• _Problem statement_: Copy out the entries below precisely; nothing is to be omitted.

[START Input material]

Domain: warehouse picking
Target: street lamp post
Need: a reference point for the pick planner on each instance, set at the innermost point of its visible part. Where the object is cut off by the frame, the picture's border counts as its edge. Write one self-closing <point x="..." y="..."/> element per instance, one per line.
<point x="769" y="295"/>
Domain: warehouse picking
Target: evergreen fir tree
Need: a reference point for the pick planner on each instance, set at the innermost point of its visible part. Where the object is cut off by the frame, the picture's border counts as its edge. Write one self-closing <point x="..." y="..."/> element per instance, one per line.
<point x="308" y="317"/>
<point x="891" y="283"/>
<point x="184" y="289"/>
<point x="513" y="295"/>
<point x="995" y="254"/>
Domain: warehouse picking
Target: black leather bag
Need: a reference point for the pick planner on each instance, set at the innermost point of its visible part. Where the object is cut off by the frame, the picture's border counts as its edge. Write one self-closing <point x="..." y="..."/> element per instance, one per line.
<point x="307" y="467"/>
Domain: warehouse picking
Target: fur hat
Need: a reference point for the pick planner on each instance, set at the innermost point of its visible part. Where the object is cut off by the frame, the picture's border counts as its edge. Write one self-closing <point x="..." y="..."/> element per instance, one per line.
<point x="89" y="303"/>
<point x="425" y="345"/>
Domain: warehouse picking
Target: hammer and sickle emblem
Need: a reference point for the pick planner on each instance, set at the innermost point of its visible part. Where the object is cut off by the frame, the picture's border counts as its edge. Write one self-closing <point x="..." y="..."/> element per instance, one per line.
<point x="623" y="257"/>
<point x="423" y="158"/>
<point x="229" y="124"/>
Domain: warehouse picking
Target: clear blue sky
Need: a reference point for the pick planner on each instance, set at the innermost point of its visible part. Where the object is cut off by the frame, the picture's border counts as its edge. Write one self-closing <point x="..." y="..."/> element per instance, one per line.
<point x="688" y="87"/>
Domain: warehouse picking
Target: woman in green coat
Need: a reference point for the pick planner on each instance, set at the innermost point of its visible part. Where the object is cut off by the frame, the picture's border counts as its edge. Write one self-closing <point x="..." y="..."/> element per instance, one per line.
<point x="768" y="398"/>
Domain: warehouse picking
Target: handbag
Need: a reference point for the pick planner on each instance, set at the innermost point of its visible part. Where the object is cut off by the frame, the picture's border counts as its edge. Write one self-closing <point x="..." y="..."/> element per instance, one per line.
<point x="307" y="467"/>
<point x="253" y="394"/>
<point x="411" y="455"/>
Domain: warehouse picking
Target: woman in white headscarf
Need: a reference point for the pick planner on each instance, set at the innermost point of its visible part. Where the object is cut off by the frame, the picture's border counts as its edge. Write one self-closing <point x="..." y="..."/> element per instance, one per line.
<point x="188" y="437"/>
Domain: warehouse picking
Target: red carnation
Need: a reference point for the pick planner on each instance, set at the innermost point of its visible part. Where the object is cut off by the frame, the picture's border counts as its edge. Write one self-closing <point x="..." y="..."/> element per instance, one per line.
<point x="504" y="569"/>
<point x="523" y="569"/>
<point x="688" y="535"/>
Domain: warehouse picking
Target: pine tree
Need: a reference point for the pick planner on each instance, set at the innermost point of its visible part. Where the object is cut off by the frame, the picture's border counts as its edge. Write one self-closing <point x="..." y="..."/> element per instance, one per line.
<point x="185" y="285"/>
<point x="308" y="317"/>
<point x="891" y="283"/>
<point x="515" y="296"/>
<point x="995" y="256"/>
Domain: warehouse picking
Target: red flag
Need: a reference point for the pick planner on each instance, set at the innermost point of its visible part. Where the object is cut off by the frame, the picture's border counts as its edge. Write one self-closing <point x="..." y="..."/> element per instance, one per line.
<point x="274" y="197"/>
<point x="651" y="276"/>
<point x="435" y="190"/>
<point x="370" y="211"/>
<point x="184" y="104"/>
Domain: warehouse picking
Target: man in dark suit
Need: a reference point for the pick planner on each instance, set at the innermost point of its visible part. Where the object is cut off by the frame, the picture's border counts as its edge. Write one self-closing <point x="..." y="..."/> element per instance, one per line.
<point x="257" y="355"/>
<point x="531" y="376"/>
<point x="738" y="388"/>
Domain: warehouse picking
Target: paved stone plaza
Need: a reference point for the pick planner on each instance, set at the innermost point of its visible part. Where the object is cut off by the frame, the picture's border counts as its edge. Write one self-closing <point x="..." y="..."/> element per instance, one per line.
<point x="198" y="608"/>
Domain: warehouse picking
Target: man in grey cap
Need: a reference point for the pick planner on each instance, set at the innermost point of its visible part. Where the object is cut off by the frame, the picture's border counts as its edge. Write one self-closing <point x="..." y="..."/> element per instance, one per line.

[END Input material]

• _Finished task_:
Domain: warehouse picking
Target: street lamp post
Need: a reference point for the pick planner on each instance, set at the innermost point of its visible part. Where the object is cut off by the frame, the picture's border counts as its edge. Write one self-closing <point x="..." y="..."/> element per instance, one per line.
<point x="769" y="295"/>
Domain: warehouse picking
Target: evergreen fir tree
Need: a reference point for the pick planner on each instance, set at the innermost point of its visible part. Where the object is cut off by the frame, the picture's border counts as its edge. Write one self-closing <point x="..." y="..."/> element per instance, one per line.
<point x="308" y="317"/>
<point x="891" y="283"/>
<point x="184" y="289"/>
<point x="513" y="295"/>
<point x="995" y="254"/>
Domain: warehouse picking
Target: black leather bag
Need: a reference point for the pick planner on each instance, set at the innermost point of its visible part. Where the object is cut off by the frame, the picture's border counts as its edge. Write one self-closing <point x="..." y="..."/> element per instance, one per line.
<point x="307" y="467"/>
Domain: warehouse picking
Target: fur hat
Need: a reference point for the pick planner on each instance, set at the innermost point of its visible part. Where the object is cut off by the frame, the picture's border counts as its edge. Write one self-closing <point x="..." y="..."/> element per instance, one per line.
<point x="89" y="303"/>
<point x="425" y="345"/>
Domain: warehouse picking
Target: hammer and sickle emblem
Need: a reference point for the pick planner on each instance, set at the innermost point of its visible part. Where the object is cut off by the frame, the picture's border counts as its edge. Write one self-closing <point x="..." y="..."/> element per instance, one per line.
<point x="623" y="257"/>
<point x="423" y="158"/>
<point x="229" y="124"/>
Domain: warehouse picking
Target: clear blue sky
Need: a reference point for the pick planner on each instance, set at the innermost point of its visible part. Where the object is cut off by the frame, the picture's border counts as its edge. Write one self-closing <point x="..." y="..."/> element per instance, one per line.
<point x="688" y="87"/>
Domain: warehouse picking
Target: woman in green coat
Need: a reference point for the pick planner on each instance, set at the innermost point of its visible part. Where the object is cut off by the frame, the picture's border counts as its edge. Write one self-closing <point x="..." y="..."/> element per instance, one per line.
<point x="768" y="398"/>
Domain: warehouse picking
Target: handbag
Need: a reference point for the pick planner on each instance, set at the innermost point of its visible part. Where the object is cut off by the frame, the picture's border counts as its edge. Write one self-closing <point x="..." y="..."/> element per instance, one per line.
<point x="307" y="467"/>
<point x="253" y="394"/>
<point x="411" y="455"/>
Domain: warehouse picking
Target: woman in white headscarf
Need: a reference point for the pick planner on each instance, set at the innermost point of its visible part. Where the object is cut off by the frame, the picture's border counts as its edge. Write one self-closing <point x="..." y="..."/> element per instance, one per line.
<point x="188" y="437"/>
Domain: warehouse picking
Target: red carnation
Need: a reference point for the pick planner on each instance, set at the innermost point of its visible part. Where the object is cut off by the frame, the picture's border counts as its edge. Write one self-closing <point x="..." y="..."/> element per instance, one per line.
<point x="504" y="569"/>
<point x="523" y="569"/>
<point x="688" y="535"/>
Domain: warehouse picking
Target: pine tree
Need: a reference point for the pick planner on each instance, set at the innermost point of its visible part. Where the object is cut off by the frame, the picture's border counts as its edge. Write one self-closing <point x="..." y="..."/> element per instance, one per line.
<point x="185" y="285"/>
<point x="308" y="317"/>
<point x="891" y="283"/>
<point x="515" y="296"/>
<point x="995" y="256"/>
Domain: warehouse picking
Target: red flag
Need: a reference point for the pick planner on each instance, set at the innermost point of its visible part. Where the object is cut off by the frame, the picture's border counts as its edge. Write one self-closing <point x="..." y="..."/> element per instance, one per line.
<point x="274" y="197"/>
<point x="651" y="276"/>
<point x="435" y="190"/>
<point x="370" y="211"/>
<point x="184" y="104"/>
Domain: warehouse picking
Target: man in dark suit
Need: a reference point for the pick planner on each instance, set at the innermost point of its visible part. Where the object is cut off by the frame, the picture's border counts as its edge. Write one self-closing <point x="..." y="..."/> element per instance, one per line.
<point x="257" y="355"/>
<point x="531" y="376"/>
<point x="738" y="388"/>
Domain: warehouse picking
Target: paved stone plaza
Need: a reference point for the pick planner on each instance, set at the innermost point of its visible part. Where the object is cut off by the frame, the picture's border counts as its edge. Write one self-closing <point x="..." y="..."/> element per instance, one per line.
<point x="198" y="608"/>
Domain: warehouse picking
Target: man in grey cap
Need: a reference point for the pick planner on each instance, set at the innermost point of its visible part. Where the object is cut off by the frame, the picture's border counts as its edge. Write one self-closing <point x="..." y="..."/> element per instance, one per line.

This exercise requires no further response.